--- Start RECORD EXTRACTS ---

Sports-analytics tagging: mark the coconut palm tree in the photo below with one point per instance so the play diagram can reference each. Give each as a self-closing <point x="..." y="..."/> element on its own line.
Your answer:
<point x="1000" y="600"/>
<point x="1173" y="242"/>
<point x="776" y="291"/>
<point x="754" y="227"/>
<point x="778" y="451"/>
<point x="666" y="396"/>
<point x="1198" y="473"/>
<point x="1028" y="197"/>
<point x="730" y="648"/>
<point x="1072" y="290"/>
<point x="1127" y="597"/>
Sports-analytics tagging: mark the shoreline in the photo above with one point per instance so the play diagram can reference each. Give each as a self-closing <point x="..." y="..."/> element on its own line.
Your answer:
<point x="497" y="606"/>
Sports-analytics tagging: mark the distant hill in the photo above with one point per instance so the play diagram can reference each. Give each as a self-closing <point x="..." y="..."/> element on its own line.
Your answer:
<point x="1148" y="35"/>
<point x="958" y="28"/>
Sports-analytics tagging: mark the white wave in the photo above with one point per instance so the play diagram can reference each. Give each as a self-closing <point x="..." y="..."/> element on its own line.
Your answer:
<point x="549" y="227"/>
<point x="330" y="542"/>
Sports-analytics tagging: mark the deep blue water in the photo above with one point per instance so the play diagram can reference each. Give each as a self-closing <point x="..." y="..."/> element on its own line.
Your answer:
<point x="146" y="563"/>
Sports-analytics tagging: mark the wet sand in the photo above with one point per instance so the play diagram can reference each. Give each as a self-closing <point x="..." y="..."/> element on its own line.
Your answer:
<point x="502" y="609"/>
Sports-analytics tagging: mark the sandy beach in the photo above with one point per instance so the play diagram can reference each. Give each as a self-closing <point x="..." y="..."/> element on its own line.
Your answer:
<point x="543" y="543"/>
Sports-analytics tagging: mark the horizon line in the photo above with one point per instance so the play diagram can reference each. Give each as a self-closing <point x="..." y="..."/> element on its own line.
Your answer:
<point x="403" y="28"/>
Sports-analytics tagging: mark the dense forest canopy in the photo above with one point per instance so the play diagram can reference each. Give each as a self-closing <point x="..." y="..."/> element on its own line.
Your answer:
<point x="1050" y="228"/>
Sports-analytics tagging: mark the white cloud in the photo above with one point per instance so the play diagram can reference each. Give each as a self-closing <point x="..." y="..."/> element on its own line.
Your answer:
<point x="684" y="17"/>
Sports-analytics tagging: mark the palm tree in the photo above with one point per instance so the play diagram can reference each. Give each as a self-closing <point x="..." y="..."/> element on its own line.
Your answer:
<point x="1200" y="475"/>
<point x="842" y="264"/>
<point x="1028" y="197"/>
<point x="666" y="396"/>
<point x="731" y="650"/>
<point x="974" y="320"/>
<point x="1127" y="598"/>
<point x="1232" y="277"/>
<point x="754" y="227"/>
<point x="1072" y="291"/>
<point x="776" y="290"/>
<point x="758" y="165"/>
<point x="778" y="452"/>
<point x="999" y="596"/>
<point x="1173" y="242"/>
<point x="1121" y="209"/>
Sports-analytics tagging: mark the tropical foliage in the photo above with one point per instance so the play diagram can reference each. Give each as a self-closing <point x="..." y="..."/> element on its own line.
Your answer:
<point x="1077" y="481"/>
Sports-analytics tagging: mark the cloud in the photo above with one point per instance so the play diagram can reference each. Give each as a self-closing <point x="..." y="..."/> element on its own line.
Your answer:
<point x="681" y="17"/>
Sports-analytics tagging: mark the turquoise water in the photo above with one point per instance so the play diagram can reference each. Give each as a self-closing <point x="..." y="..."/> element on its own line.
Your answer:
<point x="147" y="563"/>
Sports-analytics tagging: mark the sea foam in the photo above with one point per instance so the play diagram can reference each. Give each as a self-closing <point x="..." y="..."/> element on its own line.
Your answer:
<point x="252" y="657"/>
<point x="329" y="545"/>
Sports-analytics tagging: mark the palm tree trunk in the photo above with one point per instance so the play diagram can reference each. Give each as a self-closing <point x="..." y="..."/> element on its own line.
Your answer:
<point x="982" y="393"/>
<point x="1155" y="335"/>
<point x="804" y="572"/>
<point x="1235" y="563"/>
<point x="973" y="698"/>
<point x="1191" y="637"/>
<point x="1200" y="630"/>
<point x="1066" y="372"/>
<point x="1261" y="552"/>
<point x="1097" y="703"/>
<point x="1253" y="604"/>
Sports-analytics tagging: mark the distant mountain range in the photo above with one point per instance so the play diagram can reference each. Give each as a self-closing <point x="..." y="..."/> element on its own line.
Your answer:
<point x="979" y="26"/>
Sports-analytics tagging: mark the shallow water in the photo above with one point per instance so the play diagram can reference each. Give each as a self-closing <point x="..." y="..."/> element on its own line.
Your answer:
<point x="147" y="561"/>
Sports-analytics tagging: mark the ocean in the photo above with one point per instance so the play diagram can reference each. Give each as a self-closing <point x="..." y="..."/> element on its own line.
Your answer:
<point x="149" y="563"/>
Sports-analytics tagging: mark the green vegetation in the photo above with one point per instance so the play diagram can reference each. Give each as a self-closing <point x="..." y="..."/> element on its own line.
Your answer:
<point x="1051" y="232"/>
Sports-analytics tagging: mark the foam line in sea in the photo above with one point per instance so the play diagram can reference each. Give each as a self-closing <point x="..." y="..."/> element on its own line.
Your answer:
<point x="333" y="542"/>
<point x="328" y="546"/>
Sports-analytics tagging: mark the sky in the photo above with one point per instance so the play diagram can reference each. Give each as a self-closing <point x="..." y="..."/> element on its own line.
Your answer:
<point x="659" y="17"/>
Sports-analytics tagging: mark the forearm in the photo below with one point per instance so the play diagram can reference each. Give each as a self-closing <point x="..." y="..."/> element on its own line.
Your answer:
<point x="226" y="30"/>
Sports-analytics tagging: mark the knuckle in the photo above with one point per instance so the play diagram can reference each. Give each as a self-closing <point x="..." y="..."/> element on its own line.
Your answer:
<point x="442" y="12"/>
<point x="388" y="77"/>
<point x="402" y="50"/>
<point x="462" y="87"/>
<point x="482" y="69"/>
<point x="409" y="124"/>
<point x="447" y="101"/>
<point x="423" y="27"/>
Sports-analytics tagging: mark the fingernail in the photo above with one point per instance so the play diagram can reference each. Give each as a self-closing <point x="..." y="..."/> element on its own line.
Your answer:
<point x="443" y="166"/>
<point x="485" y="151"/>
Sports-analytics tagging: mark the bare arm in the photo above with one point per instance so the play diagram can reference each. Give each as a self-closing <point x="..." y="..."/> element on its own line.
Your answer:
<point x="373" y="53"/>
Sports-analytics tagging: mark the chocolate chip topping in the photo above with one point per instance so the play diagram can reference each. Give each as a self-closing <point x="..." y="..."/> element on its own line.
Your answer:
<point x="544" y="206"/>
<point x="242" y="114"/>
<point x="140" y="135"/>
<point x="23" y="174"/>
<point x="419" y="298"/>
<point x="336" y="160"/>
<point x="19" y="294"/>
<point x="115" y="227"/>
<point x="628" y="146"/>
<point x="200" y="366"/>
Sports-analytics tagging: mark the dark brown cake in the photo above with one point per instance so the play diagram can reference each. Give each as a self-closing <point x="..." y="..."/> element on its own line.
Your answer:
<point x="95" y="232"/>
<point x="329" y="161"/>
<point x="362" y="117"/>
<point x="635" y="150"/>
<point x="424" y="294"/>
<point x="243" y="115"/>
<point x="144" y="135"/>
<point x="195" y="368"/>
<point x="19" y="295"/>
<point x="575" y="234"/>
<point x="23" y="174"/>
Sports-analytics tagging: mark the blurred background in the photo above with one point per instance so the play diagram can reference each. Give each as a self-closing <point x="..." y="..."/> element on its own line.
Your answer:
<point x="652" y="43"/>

--- End RECORD EXTRACTS ---

• [REQUIREMENT]: Copy the records again, starting at the line that contains "Sports-analytics tagging: mark the chocolate" and running through the last line of the records. Keep every line as it is, except shift each x and y coordinate in the answers up by 149.

• [ANSWER]:
Sports-analytics tagging: mark the chocolate chip topping in the photo above with one point per instance so the play diagram can reference each. Give each as a self-closing <point x="..." y="..."/> element on its own line.
Your answer:
<point x="693" y="355"/>
<point x="391" y="263"/>
<point x="289" y="284"/>
<point x="172" y="323"/>
<point x="568" y="447"/>
<point x="485" y="309"/>
<point x="168" y="443"/>
<point x="264" y="376"/>
<point x="777" y="295"/>
<point x="349" y="515"/>
Sports-analytics tagging: mark the dark brown cake in the photo above with one point per instance so the play diagram can reference each. Give each as a self-closing <point x="..." y="..."/> element on its own line.
Your answer:
<point x="244" y="381"/>
<point x="478" y="310"/>
<point x="511" y="266"/>
<point x="784" y="299"/>
<point x="573" y="443"/>
<point x="392" y="264"/>
<point x="293" y="284"/>
<point x="344" y="517"/>
<point x="168" y="444"/>
<point x="724" y="383"/>
<point x="172" y="323"/>
Sports-analytics tagging: mark the blurred background in the photo above with one point per instance so the play diagram can reference each. Give each as a self-closing <point x="..." y="..."/> element on its own line.
Your answer:
<point x="801" y="192"/>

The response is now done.